I fear that, as a field, we are forgetting and/or neglecting the subtle yet important art creating unsafe spaces.

When we consider Sanford’s theory of challenge and support, we must always think about it in connection with some other developmental theory (I’ve written about the frequent misuse of Sanford here). In conversations around student activism and political engagement, the logical theory to apply is Perry’s Theory of Intellectual and Ethical Development.

In our world of social justice-focused practitioners, writing Perry off has become a favorite pastime of many in our field. Perry did most of his research on white men at Harvard – the most privileged of the privileged. Despite those shortcomings, Perry’s theory has stood the test of time and has been empirically validated across cultures, classes, and nationalities. Perry postulates that students develop intellectually along the following trajectory:

Notice that the arrows in between Perry’s stages go in multiple directions. This implies that students can both progress and regress along these stages. With the right blend of challenge and support, they progress, but with too much of one or not enough of the other, they can stagnate or, even worse, regress to previous, less developed ways of thinking.

So what does all of this have to do with the new social justice philosophy in student affairs? Simply, we now focus more on what students are saying rather than focusing on the thinking that led to those words. If the messages we hear from students are progressive and promote a message of social justice, we don’t dare challenge the intellectual underpinnings of those statements. To the contrary, we praise them for their activism and progressive thinking. However, if the messages we hear from students are traditionally conservative or not inclusive, we are quick to point out the flaws in their thinking or, even worse, we call them names (racist, homophobic, xenophobic, hyper-masculine, etc.).

This is problematic.

Dualism, even when cloaked in a social justice ideology, is still dualism. As a profession dedicated to student development, we should confront dualism whenever and however we see it - not just when it is cloaked in the ideology of political conservatism.

Frankly, we are doing our students a disservice if we do not help them develop intellectually, even if we support those causes for which they are fighting. A great example of how the dualism of some social justice activists can be confronted can be found in comments President Obama recently made about the #BLM movement. The President, clearly frustrated, criticized leaders of the group for refusing to sit down and engage in talks about meaningful reforms, stating that some #BLM leaders felt that such conversations “might compromise the purity of their position” – a way of thinking that is clearly dualistic in nature. President Obama was right to challenge this way of thinking – not because he opposes the aims or purposes of the #BLM movement, but because a dualistic “my way or the highway” approach to problem solving does not usually solve very many problems. President Obama has learned a lesson that many in our field could stand to learn – that social justice and intellectual development are not mutually exclusive. We do not have to pick one or the other. We can support the advancement of social justice while gently challenging the intellectual rigor of those arguing on its behalf.

Dualistic social justice activism manifests itself in a variety of ways on college campuses across America every single day. The example we see most often is student protests leading to the dis-invitation of controversial speakers. The dualistic “this person is wrong and I am right” way of thinking that fuels these protests would be best replaced by a “let me hear what this person has to say, understand this issue from their perspective, weigh the merits of their argument against my own views on the matter, and see if there are issues on which we may actually agree” way of thinking. But instead of creating the unsafe space where those conversations can happen, we create a protective cocoon – a safe space where students are left free to think what they want to think without ever being forced to consider an issue from someone else’s perspective.  We dis-invite controversial speakers.  We choose social justice over student development; safe space over unsafe space.

▸ **Available data**

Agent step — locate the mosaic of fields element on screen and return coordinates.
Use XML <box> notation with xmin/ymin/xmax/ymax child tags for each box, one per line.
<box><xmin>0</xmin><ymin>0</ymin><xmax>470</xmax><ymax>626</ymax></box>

▸ **To-do list**
**A.** List the names that the student affairs essay says staff call students whose messages are traditionally conservative or not inclusive.
**B.** Pick up the student affairs essay right after its last sentence and keep writing.

▸ **Answers to the tasks**
**A.** racist, homophobic, xenophobic, hyper-masculine

**B.**
Imagine, for a moment, that you worked at one of the campuses where students have openly supported Donald Trump’s candidacy for President. The response to these incidents on the popular student affairs Facebook groups and twitter channels has been predictable – joining in with the social justice activists, shaming the students supporting Trump, calling them any manner of names (I’m not sure very many people knew the meaning of xenophobia until Donald Trump became a serious presidential candidate) and demanding accountability for political speech that is clearly protected by the First Amendment. But how many of us have sat down with a student supporting Trump to find out why? How many of us have facilitated those conversations between and among our students?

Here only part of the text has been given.